-- Excerpted passage --
--- Begin ---

The US association signed a memorandum of understanding with its
South Korea counterpart, the Hydrogen Convergence Alliance, last
year to share information and develop codes and standards.
NRC's review
For NuScale's design, the NRC is proposing to amend the
commission's regulations related to control room staffing to
accommodate NuScale's comparatively small reactor, which is meant
to be installed with multiple units at a single site. Because NRC's
current regulations were developed for the much larger reactors in
operation today, they do not contemplate one control room running
more than one reactor, as is the case with NuScale's modular
design.
To solve that problem, the proposed rule contains "alternative
staffing requirement provisions" that would accommodate NuScale's
planned plant layout.
However, the Federal Register notice also makes clear that those
seeking a license from the agency to build and operate NuScale's
SMR will have to resolve three important technical issues that have
safety implications.
This type of stipulation is not unheard-of for nuclear power.
Westinghouse's AP1000 reactor, which was certified in 2011 and is
under construction in Georgia currently, was approved by NRC with
certain open items that were resolved by specific project
developers.
In the NuScale case, the agency said it found "insufficient
design details available regarding … the presence of large
penetrations, such as the main steam lines; main feedwater lines;
and power module bay heating, ventilation, and air conditioning
lines in the radiation shield wall between the power module bay and
the reactor building steam gallery area."
Without that information, NRC said it "is unable to confirm that
the radiological doses to workers will be maintained within the
radiation zone limits specified in the application."
But the agency said the question can be addressed in
construction license applications because it involves a localized
area of the plant without affecting other aspects of NRC's design
certification review.
NRC said the same was true of questions about potential leakage
from the NuScale reactor's combustible gas monitoring system and
the potential for leakage from this system outside the reactor's
containment structure.

--- End ---

-- Stated problem A --
Using the passage on the NRC's review of NuScale's design, answer these questions:
(i) With which South Korean counterpart did the US association sign a memorandum of understanding?
(ii) In what year was Westinghouse's AP1000 reactor certified?
(iii) According to the NRC, in what kind of applications can the question about the radiation shield wall be addressed?

-- Given data --
--- Begin ---

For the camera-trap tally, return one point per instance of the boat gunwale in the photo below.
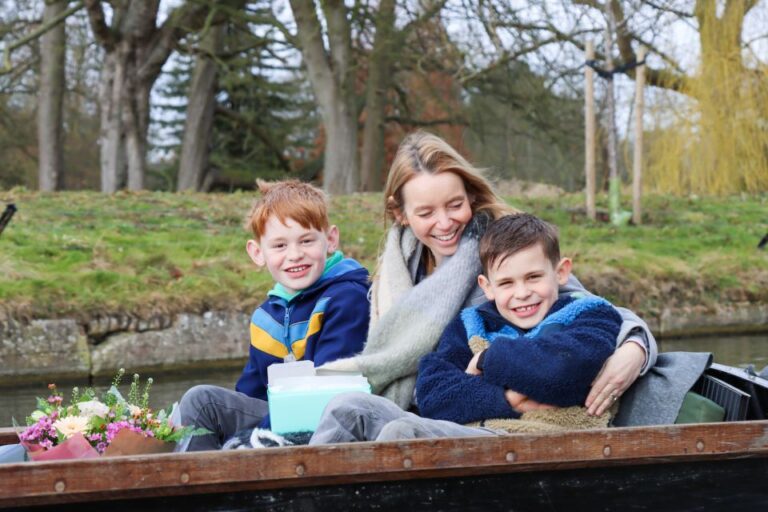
(173, 474)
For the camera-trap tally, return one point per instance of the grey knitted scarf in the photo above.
(407, 320)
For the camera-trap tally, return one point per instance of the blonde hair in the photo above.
(424, 152)
(305, 204)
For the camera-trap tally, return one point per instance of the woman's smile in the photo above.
(437, 209)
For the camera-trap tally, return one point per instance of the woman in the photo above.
(439, 205)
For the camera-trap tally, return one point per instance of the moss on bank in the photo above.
(85, 254)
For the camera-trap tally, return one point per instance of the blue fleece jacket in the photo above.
(553, 363)
(325, 322)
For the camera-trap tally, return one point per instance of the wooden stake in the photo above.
(637, 168)
(614, 186)
(589, 130)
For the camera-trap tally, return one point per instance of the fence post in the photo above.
(589, 130)
(637, 167)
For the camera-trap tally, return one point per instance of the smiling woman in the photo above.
(440, 206)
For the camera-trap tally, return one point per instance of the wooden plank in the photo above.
(275, 468)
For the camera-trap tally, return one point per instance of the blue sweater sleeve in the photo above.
(445, 392)
(558, 365)
(345, 324)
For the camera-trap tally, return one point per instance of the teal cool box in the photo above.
(297, 402)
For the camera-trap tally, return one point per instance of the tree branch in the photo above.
(7, 65)
(104, 35)
(259, 132)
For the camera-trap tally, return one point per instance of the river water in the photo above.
(18, 402)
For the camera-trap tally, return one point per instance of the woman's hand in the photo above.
(619, 372)
(472, 366)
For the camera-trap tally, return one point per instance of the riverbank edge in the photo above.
(66, 350)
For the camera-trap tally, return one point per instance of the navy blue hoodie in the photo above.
(325, 322)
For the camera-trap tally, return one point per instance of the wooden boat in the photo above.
(699, 466)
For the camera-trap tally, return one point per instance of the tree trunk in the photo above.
(135, 51)
(112, 149)
(50, 124)
(379, 78)
(196, 147)
(332, 80)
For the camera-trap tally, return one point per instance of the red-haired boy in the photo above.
(318, 309)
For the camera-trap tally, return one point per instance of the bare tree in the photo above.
(377, 87)
(50, 124)
(195, 146)
(331, 73)
(135, 50)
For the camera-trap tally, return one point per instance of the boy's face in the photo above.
(293, 254)
(524, 286)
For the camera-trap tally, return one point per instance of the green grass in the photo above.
(82, 254)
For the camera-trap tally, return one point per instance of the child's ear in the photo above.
(486, 286)
(333, 239)
(253, 249)
(564, 270)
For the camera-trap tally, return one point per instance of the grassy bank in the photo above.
(81, 254)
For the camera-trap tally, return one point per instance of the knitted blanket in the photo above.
(406, 320)
(543, 420)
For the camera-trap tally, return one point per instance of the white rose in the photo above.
(92, 408)
(71, 425)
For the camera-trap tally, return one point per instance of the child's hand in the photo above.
(472, 366)
(521, 403)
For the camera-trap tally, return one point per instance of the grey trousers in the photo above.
(222, 411)
(351, 417)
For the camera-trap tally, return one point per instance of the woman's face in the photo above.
(436, 206)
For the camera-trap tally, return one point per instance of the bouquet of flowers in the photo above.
(91, 426)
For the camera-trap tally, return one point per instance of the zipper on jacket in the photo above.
(286, 335)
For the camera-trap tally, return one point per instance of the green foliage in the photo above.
(81, 254)
(264, 112)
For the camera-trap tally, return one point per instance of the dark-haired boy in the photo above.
(543, 350)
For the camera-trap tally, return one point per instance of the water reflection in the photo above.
(168, 388)
(731, 350)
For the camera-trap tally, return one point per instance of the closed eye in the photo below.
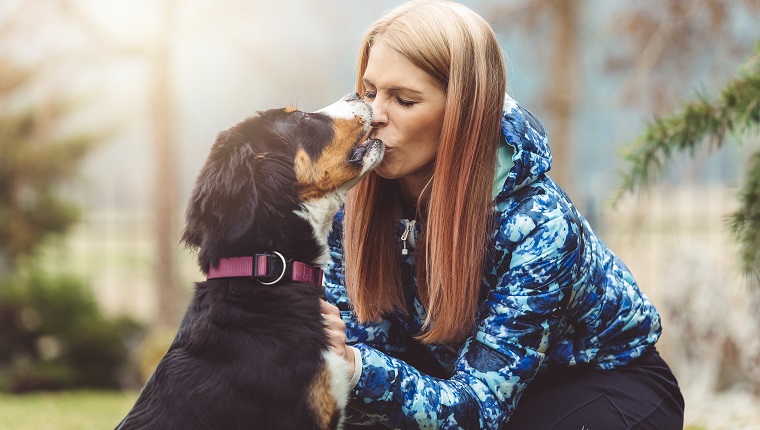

--- End ---

-- Stated problem B --
Reproduce the entries word for word, starting with the line that contains "trunk in the photo above." and continuing through the end of the entries, with both ends included. Leave out the pictures.

-- Correct response A --
(i) The Hydrogen Convergence Alliance.
(ii) 2011.
(iii) Construction license applications.

-- Correct response B --
For the camera-trap tally, return one point per instance of the tree trunk in the photo above.
(135, 51)
(112, 149)
(50, 124)
(379, 78)
(196, 147)
(332, 80)
For the camera-trap tally, return one point per instance of the red-haired boy in the photo above.
(318, 309)
For the camera-trap tally, return one point per instance of the bare tree in the photo above.
(377, 87)
(50, 124)
(195, 146)
(331, 73)
(135, 50)
For the camera-trap tally, return one point per instance of the boy's face in the photo above.
(293, 254)
(524, 286)
For the camera-trap tally, return one point per instance of the green grass in the photo above.
(82, 254)
For the camera-trap tally, return one point per instance of the child's ear in the photo above.
(486, 286)
(333, 239)
(253, 249)
(564, 270)
For the camera-trap tally, return one point per instance of the grassy bank in the photo above.
(81, 254)
For the camera-trap tally, return one point per instance of the knitted blanket in the photo above.
(406, 320)
(543, 420)
For the camera-trap tally, return one point per instance of the white rose in the photo above.
(92, 408)
(71, 425)
For the camera-trap tally, return one point per instance of the child's hand in the photo above.
(472, 366)
(521, 403)
For the camera-trap tally, return one point per instance of the grey trousers in the photo above.
(222, 411)
(351, 417)
For the camera-trap tally, return one point per instance of the woman's face in the photo above.
(436, 206)
For the camera-trap tally, return one point per instance of the bouquet of flowers in the photo above.
(91, 426)
For the camera-trap tally, return one point per instance of the zipper on jacket in the photo above.
(286, 335)
For the camera-trap tally, return one point per instance of the green foliage in the photo above.
(81, 254)
(264, 112)
For the camera-trap tally, return one point per instance of the dark-haired boy in the photo above.
(543, 350)
For the camera-trap tally, return one point per instance of the water reflection in the photo above.
(168, 388)
(731, 350)
For the camera-trap tally, return one point per instance of the closed eye in the photo below.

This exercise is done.